(BRANO DI TESTO)
▼▼▼

Il culmine di questo
processo si raggiunge in concomitanza con la produzione industriale
di massa e poi in maniera sempre più accentuata nel corso degli
ultimi decenni. La «cura» non ha più alcun rapporto con la
disposizione d'animo del terapeuta. Al contrario, questi scarica
sulla cura — i farmaci e ogni altro intervento di manipolazione del
paziente — ogni sua residua «preoccupazione». Materialmente
impossibilitato a stare in pensiero contemporaneamente per molte
centinaia di individui, il medico trasferisce e oggettiva la sua
sollecitudine in una pluralità di atti concreti, inevitabilmente
«neutri» dal punto di vista sentimentale, la cui efficacia dipende
dunque esclusivamente da un'incidenza «misurabile» in termini
quantitativi. Si verifica dunque un vero e proprio capovolgimento. Il
terapeuta — non importa se del corpo (quale è il medico generico)
o dell'«anima» (come vorrebbe essere lo psicologo) — non è colui
che, mosso da premura, «obbedisce» al suo assistito ma,
all'opposto, è colui che a questi impone di assoggettarsi a una
«cura», ormai totalmente spersonalizzata e tradotta nei costituenti
chimici di un farmaco. E tanto più valente sarà quel terapeuta che
saprà svolgere la sua funzione tecnica nella forma più a-patica,
evitando quel coinvolgimento emotivo/affettivo che potrebbe offuscare
o compromettere la sua capacità di «curare». Fino al paradosso del
medico perfetto — immune da ogni coinvolgimento personale, ignaro
dell'identità e della «storia» del paziente, e proprio per questo
in grado di «curarlo» secondo protocolli astratti universalmente
convalidati, e dunque di principio «efficaci» per qualunque
paziente, a prescindere da peculiarità individuali.
Non è nota l'origine del
termine greco therápon. Si sa, tuttavia, che il suo
significato richiama il latino comes — «colui che accorre
accanto», «che sta vicino», «che assiste», magari senza «fare»
nulla di preciso. Al culmine di un lungo percorso
storico-concettuale, il rovesciamento è totale. E la terapia potrà
perfino consistere nel dettare al telefono o nel trasmettere per via
informatica i nomi impronunciabili di alcuni farmaci.

▲▲▲

(ELENCO DEI RECORD)
▼▼▼

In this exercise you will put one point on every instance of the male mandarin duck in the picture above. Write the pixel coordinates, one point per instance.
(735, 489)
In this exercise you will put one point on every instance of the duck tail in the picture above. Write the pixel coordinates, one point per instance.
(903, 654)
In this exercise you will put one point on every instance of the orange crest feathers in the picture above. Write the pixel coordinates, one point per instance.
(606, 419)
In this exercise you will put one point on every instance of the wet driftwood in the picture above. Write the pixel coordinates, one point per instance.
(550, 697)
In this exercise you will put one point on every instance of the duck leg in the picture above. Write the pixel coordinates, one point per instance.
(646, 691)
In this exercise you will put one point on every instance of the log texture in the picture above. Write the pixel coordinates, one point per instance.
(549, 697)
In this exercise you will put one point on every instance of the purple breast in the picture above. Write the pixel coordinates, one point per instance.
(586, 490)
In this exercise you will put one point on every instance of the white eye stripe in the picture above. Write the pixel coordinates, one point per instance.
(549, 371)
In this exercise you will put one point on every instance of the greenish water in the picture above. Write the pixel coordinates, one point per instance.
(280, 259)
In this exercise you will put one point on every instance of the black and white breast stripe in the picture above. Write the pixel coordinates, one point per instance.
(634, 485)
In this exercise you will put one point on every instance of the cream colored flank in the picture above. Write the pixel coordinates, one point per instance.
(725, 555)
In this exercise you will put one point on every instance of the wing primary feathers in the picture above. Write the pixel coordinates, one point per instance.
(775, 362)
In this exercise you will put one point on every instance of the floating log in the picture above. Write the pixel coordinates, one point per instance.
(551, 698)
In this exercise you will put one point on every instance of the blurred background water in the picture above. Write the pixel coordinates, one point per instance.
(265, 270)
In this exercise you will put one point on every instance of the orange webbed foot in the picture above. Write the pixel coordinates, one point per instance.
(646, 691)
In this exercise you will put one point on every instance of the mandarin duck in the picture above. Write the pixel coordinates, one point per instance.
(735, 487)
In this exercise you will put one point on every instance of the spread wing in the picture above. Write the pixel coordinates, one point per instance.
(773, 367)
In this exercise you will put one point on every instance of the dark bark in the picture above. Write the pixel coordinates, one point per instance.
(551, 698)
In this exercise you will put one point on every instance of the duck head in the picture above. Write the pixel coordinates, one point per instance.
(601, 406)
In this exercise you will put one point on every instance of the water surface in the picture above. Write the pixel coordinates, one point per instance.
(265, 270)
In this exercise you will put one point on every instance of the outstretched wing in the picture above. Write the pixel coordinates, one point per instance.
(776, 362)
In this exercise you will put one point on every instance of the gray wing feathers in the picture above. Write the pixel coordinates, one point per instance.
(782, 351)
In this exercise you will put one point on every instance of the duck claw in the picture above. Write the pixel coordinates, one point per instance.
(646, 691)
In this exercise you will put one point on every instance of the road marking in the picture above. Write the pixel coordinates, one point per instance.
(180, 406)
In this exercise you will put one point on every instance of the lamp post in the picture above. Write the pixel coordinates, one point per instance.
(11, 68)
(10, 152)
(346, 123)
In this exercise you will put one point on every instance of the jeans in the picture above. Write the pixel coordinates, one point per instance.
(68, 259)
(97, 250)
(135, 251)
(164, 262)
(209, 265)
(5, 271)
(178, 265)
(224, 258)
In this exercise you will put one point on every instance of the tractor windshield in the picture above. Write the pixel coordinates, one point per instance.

▲▲▲

(IL TUO COMPITO) Secondo il brano sulla cura, a quale termine latino rimanda il significato del greco therápon?

(RISPOSTA RICHIESTA) Al latino comes.